### WHAT IS BEING ASKED
Return the listing below word for word, keeping every line in its original order.

### RECORDS FOR THE EXERCISE
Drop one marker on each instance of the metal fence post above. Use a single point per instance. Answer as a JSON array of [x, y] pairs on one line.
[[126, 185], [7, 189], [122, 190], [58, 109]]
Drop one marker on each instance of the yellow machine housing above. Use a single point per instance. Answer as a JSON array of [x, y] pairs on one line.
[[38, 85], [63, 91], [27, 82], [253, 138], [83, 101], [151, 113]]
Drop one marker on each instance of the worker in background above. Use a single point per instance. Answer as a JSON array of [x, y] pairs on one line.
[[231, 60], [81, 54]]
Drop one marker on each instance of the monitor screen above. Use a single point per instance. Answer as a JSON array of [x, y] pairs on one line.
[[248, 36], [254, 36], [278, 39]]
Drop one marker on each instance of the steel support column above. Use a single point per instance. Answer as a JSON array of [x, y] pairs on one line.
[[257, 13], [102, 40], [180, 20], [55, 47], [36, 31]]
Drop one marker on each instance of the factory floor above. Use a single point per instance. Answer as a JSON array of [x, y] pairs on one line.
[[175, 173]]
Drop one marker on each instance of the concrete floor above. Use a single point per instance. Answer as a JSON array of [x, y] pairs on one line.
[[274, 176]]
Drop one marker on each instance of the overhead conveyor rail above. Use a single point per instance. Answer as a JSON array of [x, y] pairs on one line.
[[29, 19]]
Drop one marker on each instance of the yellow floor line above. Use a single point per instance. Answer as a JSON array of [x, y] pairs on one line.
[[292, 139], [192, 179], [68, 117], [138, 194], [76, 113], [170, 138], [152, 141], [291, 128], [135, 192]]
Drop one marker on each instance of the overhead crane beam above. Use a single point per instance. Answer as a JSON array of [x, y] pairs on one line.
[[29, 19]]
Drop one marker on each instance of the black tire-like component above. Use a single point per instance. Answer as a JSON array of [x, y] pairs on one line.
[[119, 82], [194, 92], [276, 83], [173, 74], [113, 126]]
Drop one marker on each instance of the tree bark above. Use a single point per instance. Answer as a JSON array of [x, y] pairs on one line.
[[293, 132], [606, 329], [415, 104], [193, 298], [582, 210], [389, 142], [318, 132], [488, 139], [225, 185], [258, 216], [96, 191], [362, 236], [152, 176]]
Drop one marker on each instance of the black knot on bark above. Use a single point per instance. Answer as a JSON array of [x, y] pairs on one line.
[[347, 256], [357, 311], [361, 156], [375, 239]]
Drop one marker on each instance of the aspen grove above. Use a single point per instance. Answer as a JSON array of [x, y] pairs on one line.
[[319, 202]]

### EXERCISE RESPONSE
Drop one marker on each instance of the metal fence post above. Use a single point per instance. Answer as a JSON array of [x, y] pairs on one line.
[[126, 185], [7, 189], [122, 190], [58, 109]]
Drop one marker on each instance of the yellow machine housing above. Use a single point per instance. Answer as a JSON array of [x, y] pairs on one line.
[[38, 85], [63, 91], [27, 82], [253, 138], [83, 101], [151, 113]]
Drop one marker on each instance of the worker in background above. Use a single point per instance. Answer as a JSON array of [x, y] pairs on one line.
[[231, 60], [81, 54]]
Drop one marker on each instance of the monitor screen above. Use a single point per instance. Answer as a JSON array of [x, y] pairs on one line.
[[248, 36], [254, 36], [278, 39]]
Drop one marker on each instance of the steel support column above. Use a single point per instance. Answer as a JSON array of [x, y] pairs on one line.
[[257, 13], [102, 40], [180, 20], [55, 47], [36, 31]]
Drop one marker on each instance of the factory floor above. Use a single point per instance. Answer as a JSON array of [x, y] pairs on one line.
[[175, 173]]
Drop one marker on each instance of the concrete floor above. Use a single point per instance. Answer as a JSON array of [x, y] pairs on one line.
[[274, 176]]
Drop one marker on each instance of the overhead conveyor rail above. Use a single point per instance. Answer as a JSON array of [x, y] pairs on one line.
[[29, 19]]
Drop one marker on each instance of the yellow floor line above. Use a single point per instance. Answer as a JSON array of [x, y] pairs on one line.
[[292, 139], [192, 179], [68, 117], [138, 194], [76, 113], [170, 138], [152, 141], [291, 128], [135, 192]]
Drop one marker on each instance of the overhead crane beam above. Use a single point per instance. Answer as a JSON array of [x, y] pairs on one line.
[[29, 19]]
Drop one marker on each instance of the black tire-like component above. Use a single point per instance. Answer as a JSON array of [x, y] pairs on one line.
[[119, 82], [194, 92], [276, 83], [173, 74], [113, 126]]
Drop one marker on each instance of the tree bark above. Use a single point per instance. Answer as a JSON array of [x, y] pairs on one line.
[[293, 132], [606, 329], [415, 104], [193, 298], [582, 210], [389, 142], [318, 132], [488, 139], [225, 185], [258, 216], [96, 191], [362, 236], [152, 176]]
Drop one marker on each instance of the black knot on bark above. Use a single point per instance. Answer as a JSON array of [x, y] pairs on one line.
[[347, 256], [357, 311], [361, 156], [375, 239]]
Drop one marker on each instance of the aspen grove above. Use a single point per instance. Answer as a JSON array of [x, y] pairs on one line.
[[319, 202]]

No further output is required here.